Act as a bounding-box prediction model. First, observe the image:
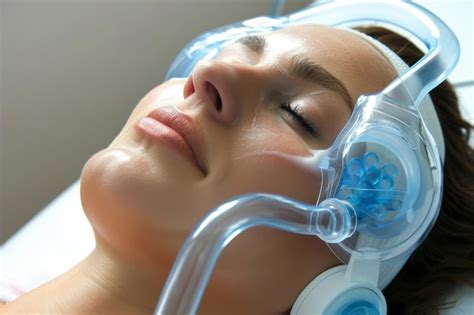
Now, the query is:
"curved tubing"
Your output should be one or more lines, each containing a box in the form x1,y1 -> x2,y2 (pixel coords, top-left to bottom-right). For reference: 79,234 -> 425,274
155,194 -> 357,315
284,0 -> 460,106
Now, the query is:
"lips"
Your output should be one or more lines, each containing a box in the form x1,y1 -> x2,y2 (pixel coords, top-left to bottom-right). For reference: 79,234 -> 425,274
134,106 -> 207,174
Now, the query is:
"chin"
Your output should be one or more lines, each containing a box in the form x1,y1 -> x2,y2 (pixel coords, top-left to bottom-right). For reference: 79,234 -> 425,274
81,147 -> 206,259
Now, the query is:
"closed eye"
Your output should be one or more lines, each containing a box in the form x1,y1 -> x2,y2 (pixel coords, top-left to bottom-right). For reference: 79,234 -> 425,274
280,102 -> 317,137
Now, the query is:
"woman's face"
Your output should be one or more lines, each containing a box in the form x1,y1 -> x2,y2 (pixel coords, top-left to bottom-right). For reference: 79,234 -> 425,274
81,25 -> 395,311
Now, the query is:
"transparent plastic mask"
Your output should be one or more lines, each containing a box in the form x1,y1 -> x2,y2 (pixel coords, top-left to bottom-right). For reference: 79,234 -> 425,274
156,1 -> 459,314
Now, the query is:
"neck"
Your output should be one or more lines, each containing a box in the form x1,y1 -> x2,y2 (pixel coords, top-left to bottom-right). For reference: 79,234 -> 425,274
6,242 -> 166,314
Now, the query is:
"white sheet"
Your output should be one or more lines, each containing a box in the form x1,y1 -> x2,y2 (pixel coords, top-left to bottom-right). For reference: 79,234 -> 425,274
0,181 -> 474,315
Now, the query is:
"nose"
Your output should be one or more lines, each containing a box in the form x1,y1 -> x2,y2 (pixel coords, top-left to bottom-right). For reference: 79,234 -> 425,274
183,60 -> 263,125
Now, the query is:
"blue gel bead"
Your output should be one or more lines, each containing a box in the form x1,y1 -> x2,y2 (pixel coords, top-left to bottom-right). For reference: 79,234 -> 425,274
357,180 -> 374,198
367,204 -> 387,218
348,195 -> 360,207
375,176 -> 393,190
387,199 -> 402,211
337,185 -> 352,200
364,152 -> 379,168
364,166 -> 380,185
381,164 -> 398,178
347,158 -> 364,176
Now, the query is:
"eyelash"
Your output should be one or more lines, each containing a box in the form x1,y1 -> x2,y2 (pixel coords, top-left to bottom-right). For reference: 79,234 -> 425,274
280,102 -> 317,136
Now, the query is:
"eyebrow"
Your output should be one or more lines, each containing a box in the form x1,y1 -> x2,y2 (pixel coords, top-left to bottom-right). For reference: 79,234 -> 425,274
237,35 -> 353,109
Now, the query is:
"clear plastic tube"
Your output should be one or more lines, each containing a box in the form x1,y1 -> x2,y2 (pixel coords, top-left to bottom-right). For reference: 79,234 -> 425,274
155,194 -> 357,314
285,0 -> 460,106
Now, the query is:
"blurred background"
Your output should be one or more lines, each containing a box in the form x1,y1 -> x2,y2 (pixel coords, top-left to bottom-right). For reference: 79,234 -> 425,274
0,0 -> 474,244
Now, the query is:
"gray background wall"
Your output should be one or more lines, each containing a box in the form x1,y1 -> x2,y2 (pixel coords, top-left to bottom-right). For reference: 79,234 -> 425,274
0,0 -> 474,244
0,0 -> 311,244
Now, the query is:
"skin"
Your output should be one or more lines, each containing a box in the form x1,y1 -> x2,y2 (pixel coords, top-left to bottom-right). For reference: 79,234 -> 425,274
4,25 -> 395,314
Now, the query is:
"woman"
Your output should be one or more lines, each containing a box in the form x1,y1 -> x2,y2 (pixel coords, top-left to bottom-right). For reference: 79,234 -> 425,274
1,25 -> 474,314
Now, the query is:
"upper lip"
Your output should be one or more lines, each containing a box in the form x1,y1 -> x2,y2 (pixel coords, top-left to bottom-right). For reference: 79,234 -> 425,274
147,106 -> 207,174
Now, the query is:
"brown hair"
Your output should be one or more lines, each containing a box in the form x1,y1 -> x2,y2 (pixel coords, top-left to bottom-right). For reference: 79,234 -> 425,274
357,27 -> 474,314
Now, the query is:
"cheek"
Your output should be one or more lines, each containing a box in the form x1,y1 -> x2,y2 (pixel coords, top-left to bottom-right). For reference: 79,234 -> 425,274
213,113 -> 321,203
217,153 -> 321,204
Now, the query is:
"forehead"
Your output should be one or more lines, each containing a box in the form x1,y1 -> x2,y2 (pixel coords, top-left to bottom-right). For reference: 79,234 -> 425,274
265,24 -> 396,100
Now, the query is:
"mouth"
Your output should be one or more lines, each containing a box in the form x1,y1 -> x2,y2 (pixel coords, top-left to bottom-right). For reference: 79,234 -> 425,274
136,106 -> 208,175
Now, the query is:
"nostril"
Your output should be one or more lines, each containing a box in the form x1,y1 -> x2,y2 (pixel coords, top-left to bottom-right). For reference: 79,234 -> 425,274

SHORT TASK. Rewrite the stretch from the start of the records through the line containing "134,106 -> 207,174" as a Markdown table with the columns "Number" and "Line", giving each non-blank line its own row and leaving the pictures out.

OUTPUT BELOW.
| Number | Line |
|---|---|
| 1 | Act as a bounding-box prediction model. First, observe the image: |
| 2 | Now, the query is: |
| 3 | "curved tubing" |
| 4 | Your output should be one or more lines, each containing a box in the form x1,y1 -> x2,y2 (pixel coords, top-left to bottom-right). For reference: 79,234 -> 425,274 |
| 5 | 155,194 -> 357,315 |
| 6 | 284,0 -> 460,106 |
| 7 | Now, the query is: |
| 8 | "lips" |
| 9 | Your output should be one or more lines, each containing a box in the form x1,y1 -> x2,y2 (pixel coords, top-left to bottom-right). For reference: 79,234 -> 425,274 |
| 10 | 134,106 -> 207,174 |